La prima volta che avevamo parlato di Fulminacci – quando ancora non se ne conosceva neanche il vero nome, e il fatto che stesse per pubblicare un LP con Maciste Dischi al più poteva far pensare, erroneamente e ai più distratti, a un figlio minore della wave post Gazzelle – lo avevamo definito un giovane vecchio. Ed era e resta un complimento, ovviamente. Due anni dopo, con già un paio album di inediti alle spalle e la partecipazione all’ultimo Sanremo, siamo sempre lì; solo che ora ha spalle larghe e personalità più a fuoco, tanto che è soprattutto dal vivo che mostra la bella distanza che lo separa da mode e colleghi coetanei.

Io l’ho incontrato ieri sera, in concerto a Santa Marinella (ospite di Lazio Sound, il contest per giovani musicisti promosso dalla Regione Lazio), in una data già di per sé speciale perché organizzata sulla scia – appunto – di Santa Marinella, la ballata con cui è andato all’Ariston, quella ambientata nello storico luogo di villeggiatura per romani, diviso dall’Aurelia e storicizzato da Il sorpasso, a circa 60 chilometri dalla capitale, là dove Roma diventa “una città di mare”, città grande composta da tante altre, piccole.

«Però non tratta una storia mia personale, ma di una coppia di amici», racconta. «Tra l’altro, entrambi sono presenti in platea a questa data, mi emoziono a cantargliela. Scrivendola, diciamo che mi sono appropriato della loro storia. Ed è una storia d’amore classica, eh, in cui però questa cittadina gioca un ruolo fondamentale. Ecco: se dovessi sintetizzare il senso delle mie canzoni, direi che descrivono una vita qualsiasi, quotidiana; e mi stupisco sempre di come la gente finisca, ascoltandole, a condividere con me questa “normalità”. A esibirmi, è come fossi fra amici; fra gente uguale a me, che la pensa nel mio stesso modo».

+-------+

**COMPITI**
[1] Risponda alle seguenti domande sull'articolo dedicato a Fulminacci:
(a) Con quale etichetta Fulminacci stava per pubblicare un LP?
(b) Di quale contest era ospite il concerto di Santa Marinella?
(c) A quanti chilometri dalla capitale si trova Santa Marinella?
[2] Riporti testualmente il passo dell'articolo su Fulminacci da "Io l’ho incontrato" a "tante altre, piccole.".
[3] Scriva il seguito dell'articolo sul concerto di Fulminacci, riprendendo dopo l'ultima frase riportata.
Le righe seguenti provengono da un'altra fonte.

**MATERIALE DI PARTENZA**
+-------+

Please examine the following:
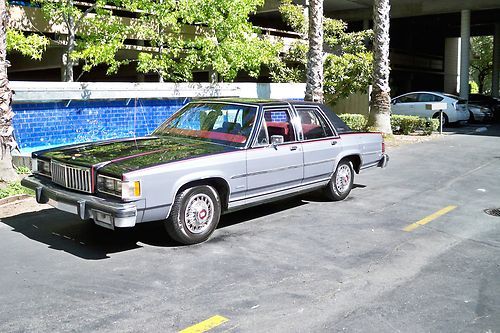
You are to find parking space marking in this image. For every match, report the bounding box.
[403,206,457,232]
[179,315,229,333]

+-------+

**RISPOSTE PER COMPITO**
[1]
(a) Con Maciste Dischi.
(b) Di Lazio Sound, il contest per giovani musicisti promosso dalla Regione Lazio.
(c) A circa 60 chilometri.

[2]
Io l’ho incontrato ieri sera, in concerto a Santa Marinella (ospite di Lazio Sound, il contest per giovani musicisti promosso dalla Regione Lazio), in una data già di per sé speciale perché organizzata sulla scia – appunto – di Santa Marinella, la ballata con cui è andato all’Ariston, quella ambientata nello storico luogo di villeggiatura per romani, diviso dall’Aurelia e storicizzato da Il sorpasso, a circa 60 chilometri dalla capitale, là dove Roma diventa “una città di mare”, città grande composta da tante altre, piccole.

[3]
Foto: Luca Perazzolo

Ma quello di Fulminacci non è it-pop qualunquista, con riferimenti faciloni alla vita di tutti i giorni ed elettro-pop da tre accordi in croce. Non lo è su disco, non lo è tantomeno dal vivo per tecnica, intenzioni e resa, quando mette in scena uno spettacolo che è l’ennesima prova di precocità, un’ora e mezza di canzoni di cui due bis, un paio di (già) classici richiesti da tutti, le code strumentali, il minimo di gioco di luci. «E poi», aggiunge, «è tutto suonato: ci tenevo fosse così». Alle sue spalle, mentre imbraccia la chitarra acustica, si dispone infatti una band – chitarra elettrica, basso, tastiere varie, batteria – che detta le coordinate di un pop d’autore che elettrifica e aggiunge sfumature ai pezzi in studio, tenendo a mente soprattutto le venature acustiche dei pezzi del debutto de La vita veramente (2019) e la melodia più educata dell’ultimo Tante care cose. «Che tra l’altro», mi spiega, «al suo interno ha canzoni scritte pensando già ai live. La verità è che si scrive Fulminacci solista, ma si legge gruppo. Mi piace la dimensione corale, a più strumenti, che riusciamo a darci dal vivo, specie perché i pezzi in origine nascono tutti alla chitarra, li scrivo da solo». Merce rara, tutto ciò, da queste parti di nuova musica italiana.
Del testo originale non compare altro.